The word strikes fear in the hearts of men and women. It is defined as the hardening and clogging of arteries, leading to cardiovascular disease, meaning bad news for you and your heart. Healthy arteries are flexible and elastic blood vessels that carry oxygen and nutrients from the heart to the rest of the body. When you have atherosclerosis the inner wall of one or more arteries are damaged, blood cells and other substances often clump at the injury site and build up in the inner lining of the artery. Once the inner wall of an artery is damaged, you start to have a buildup of fatty substances, cholesterol, cellular waste products, calcium and fibrin. The buildup forms hard structures called plaque. This plaque can clog the artery, disrupting blood-flow through the body. In many cases this causes restricted blood flow to your organs and tissues which can cause tissue death. There is also a possibility that some of the plaque can break off (often caused by inflammation) and travel creating blood clots causing severe and sometimes fatal damage to other organs. Atherosclerosis is a disease that can affect any artery such as those in the heart, brain, arms, legs, pelvis, and kidneys. As a result, different diseases may develop based on which arteries are affected.
It is believed that the cause and progression of atherosclerosis is intimately related to the health of your inner arterial wall and some of the damage may be caused by:
– High cholesterol
– High Blood Pressure
– Chemical irritants such as nicotine (Smoking)
Having a family history of heart disease and simply aging (as you age so do your arteries) can increase your risk factors for atherosclerosis. Fortunately this is preventable, as it takes years or decades to develop and starts as early as childhood. You can control some risk factors, such as an unhealthy diet, lack of physical exercise and smoking. Unfortunately, waiting for symptoms to surface is unwise. Usually by the time you have been diagnosed the situation has progressed too far for easy solutions and arteries can no longer supply adequate amounts of blood to organs & tissues. By this time surgical intervention becomes the topic of conversation.

----------------

> **WHAT THE TASK ASKS**: Write out the passage of the atherosclerosis text that begins with the words containing "It is believed" and ends with "as nicotine (Smoking)", keeping every word unchanged. You won't need the lines that come after this text.

> **EXTRACTED INFORMATION**:
----------------

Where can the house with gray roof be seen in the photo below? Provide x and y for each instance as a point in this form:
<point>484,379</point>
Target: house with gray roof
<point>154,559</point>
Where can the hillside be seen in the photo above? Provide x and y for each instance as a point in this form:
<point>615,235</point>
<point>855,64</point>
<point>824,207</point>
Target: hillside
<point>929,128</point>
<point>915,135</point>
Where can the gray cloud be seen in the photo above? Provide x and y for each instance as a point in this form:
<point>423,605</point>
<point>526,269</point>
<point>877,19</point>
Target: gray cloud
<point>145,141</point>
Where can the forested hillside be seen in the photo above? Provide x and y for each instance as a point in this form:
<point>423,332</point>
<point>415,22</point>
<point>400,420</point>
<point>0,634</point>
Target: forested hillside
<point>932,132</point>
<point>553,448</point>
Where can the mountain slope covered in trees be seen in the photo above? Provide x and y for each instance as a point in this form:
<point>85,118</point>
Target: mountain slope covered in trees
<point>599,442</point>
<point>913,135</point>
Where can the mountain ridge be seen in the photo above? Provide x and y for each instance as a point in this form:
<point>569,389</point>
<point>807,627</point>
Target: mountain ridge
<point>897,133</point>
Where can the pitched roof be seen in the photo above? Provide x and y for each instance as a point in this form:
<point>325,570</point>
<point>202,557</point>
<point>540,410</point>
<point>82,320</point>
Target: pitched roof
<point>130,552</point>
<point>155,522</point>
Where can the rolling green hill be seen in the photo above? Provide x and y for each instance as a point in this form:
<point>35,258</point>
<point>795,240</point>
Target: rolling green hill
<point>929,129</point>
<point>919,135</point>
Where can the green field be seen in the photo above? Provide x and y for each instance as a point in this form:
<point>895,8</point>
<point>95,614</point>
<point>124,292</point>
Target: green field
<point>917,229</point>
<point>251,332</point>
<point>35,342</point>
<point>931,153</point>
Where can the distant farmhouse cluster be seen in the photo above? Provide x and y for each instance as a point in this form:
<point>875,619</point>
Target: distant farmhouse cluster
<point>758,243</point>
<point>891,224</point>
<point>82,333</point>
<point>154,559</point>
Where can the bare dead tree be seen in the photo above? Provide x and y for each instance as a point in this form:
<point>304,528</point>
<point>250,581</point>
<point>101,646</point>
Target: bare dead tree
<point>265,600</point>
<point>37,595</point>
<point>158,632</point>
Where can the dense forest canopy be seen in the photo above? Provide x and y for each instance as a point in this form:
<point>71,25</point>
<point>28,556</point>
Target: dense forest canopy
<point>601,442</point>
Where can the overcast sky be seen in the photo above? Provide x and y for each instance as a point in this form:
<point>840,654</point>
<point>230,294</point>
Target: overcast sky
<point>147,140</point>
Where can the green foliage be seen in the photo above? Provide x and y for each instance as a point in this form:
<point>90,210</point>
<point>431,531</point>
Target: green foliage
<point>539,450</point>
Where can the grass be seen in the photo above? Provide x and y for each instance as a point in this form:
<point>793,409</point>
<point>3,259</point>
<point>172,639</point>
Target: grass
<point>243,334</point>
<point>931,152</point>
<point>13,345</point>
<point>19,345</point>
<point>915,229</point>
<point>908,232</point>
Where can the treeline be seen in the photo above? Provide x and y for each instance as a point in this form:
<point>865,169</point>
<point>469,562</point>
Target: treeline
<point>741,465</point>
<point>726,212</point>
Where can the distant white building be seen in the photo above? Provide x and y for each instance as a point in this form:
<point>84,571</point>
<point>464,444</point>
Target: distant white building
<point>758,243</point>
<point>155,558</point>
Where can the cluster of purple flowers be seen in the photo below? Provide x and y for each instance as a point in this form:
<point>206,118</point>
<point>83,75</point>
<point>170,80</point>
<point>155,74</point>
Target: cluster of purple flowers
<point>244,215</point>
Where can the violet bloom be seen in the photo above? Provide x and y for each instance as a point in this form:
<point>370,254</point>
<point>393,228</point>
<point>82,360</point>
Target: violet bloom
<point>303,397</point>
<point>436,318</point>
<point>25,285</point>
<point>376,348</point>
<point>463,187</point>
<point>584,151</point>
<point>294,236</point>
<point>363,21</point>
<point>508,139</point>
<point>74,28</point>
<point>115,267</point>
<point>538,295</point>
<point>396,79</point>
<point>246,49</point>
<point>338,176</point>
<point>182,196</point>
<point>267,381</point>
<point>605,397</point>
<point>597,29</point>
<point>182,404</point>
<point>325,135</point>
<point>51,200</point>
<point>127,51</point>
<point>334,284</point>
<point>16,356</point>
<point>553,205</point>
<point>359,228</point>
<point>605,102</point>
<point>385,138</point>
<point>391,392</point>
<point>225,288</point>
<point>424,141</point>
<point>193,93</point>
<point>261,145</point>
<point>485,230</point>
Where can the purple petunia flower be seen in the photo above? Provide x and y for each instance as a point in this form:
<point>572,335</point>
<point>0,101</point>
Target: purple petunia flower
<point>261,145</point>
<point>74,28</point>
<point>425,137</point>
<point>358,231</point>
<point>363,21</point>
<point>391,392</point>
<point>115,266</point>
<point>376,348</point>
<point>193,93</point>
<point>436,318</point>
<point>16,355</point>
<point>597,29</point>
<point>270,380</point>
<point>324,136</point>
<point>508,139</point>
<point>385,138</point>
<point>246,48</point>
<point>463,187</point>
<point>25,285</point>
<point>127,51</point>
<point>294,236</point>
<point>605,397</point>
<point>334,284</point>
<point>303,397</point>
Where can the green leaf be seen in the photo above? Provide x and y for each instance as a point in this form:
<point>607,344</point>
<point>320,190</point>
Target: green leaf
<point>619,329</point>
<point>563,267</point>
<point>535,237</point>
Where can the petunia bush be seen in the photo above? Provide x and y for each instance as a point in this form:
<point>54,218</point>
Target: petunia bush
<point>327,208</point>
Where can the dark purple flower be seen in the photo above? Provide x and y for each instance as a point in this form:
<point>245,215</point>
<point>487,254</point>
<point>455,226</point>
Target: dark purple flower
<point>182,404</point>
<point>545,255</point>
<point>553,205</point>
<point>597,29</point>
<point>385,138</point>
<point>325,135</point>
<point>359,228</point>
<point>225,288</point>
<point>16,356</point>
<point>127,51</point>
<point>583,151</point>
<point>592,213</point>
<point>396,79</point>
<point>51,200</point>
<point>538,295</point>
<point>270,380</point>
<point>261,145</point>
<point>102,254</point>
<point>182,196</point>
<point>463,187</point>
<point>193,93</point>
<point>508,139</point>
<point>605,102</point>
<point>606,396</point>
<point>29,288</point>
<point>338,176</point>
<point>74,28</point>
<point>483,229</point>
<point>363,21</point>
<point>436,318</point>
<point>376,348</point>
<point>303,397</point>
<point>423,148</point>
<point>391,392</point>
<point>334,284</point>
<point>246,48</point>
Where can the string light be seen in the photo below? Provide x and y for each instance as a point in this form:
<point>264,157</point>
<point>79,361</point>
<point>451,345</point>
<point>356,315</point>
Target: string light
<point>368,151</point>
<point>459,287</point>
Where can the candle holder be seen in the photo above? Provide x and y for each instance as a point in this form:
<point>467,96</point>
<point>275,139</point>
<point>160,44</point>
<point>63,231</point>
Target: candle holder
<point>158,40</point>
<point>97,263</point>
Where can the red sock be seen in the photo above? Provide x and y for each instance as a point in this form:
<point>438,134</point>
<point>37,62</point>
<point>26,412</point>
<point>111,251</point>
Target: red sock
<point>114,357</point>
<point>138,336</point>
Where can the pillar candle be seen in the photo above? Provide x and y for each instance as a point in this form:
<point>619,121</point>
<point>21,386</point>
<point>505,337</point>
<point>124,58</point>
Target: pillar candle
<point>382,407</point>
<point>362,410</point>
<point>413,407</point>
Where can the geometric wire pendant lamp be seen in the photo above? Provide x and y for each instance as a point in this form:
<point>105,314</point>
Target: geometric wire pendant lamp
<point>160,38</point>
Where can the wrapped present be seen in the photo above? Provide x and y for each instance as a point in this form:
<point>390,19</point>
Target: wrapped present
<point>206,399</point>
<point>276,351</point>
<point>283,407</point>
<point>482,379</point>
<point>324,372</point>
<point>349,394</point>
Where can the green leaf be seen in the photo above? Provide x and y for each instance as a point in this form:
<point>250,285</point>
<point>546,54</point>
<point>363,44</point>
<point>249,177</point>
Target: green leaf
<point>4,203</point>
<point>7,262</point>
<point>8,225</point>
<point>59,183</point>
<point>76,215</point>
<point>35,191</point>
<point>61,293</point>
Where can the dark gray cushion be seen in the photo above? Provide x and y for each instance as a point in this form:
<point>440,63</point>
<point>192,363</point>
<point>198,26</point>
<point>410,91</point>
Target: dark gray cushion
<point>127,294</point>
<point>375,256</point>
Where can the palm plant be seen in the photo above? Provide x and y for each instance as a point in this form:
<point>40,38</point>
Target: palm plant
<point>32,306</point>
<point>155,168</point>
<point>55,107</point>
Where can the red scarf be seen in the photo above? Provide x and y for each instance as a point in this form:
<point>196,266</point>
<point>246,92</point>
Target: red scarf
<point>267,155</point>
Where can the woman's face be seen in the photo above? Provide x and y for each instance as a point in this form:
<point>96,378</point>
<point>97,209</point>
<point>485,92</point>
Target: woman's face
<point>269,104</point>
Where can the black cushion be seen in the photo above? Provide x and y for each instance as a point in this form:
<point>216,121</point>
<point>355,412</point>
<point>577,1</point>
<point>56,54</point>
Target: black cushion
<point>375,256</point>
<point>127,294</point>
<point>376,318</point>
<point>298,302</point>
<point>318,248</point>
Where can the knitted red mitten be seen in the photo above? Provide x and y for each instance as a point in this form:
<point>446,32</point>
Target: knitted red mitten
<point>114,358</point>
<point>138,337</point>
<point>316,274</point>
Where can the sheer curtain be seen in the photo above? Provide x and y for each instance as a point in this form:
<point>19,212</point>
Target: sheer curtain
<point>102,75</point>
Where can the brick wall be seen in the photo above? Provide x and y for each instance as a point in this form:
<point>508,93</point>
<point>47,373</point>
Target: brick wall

----------------

> **ANSWER AREA**:
It is believed that the cause and progression of atherosclerosis is intimately related to the health of your inner arterial wall and some of the damage may be caused by:
– High cholesterol
– High Blood Pressure
– Chemical irritants such as nicotine (Smoking)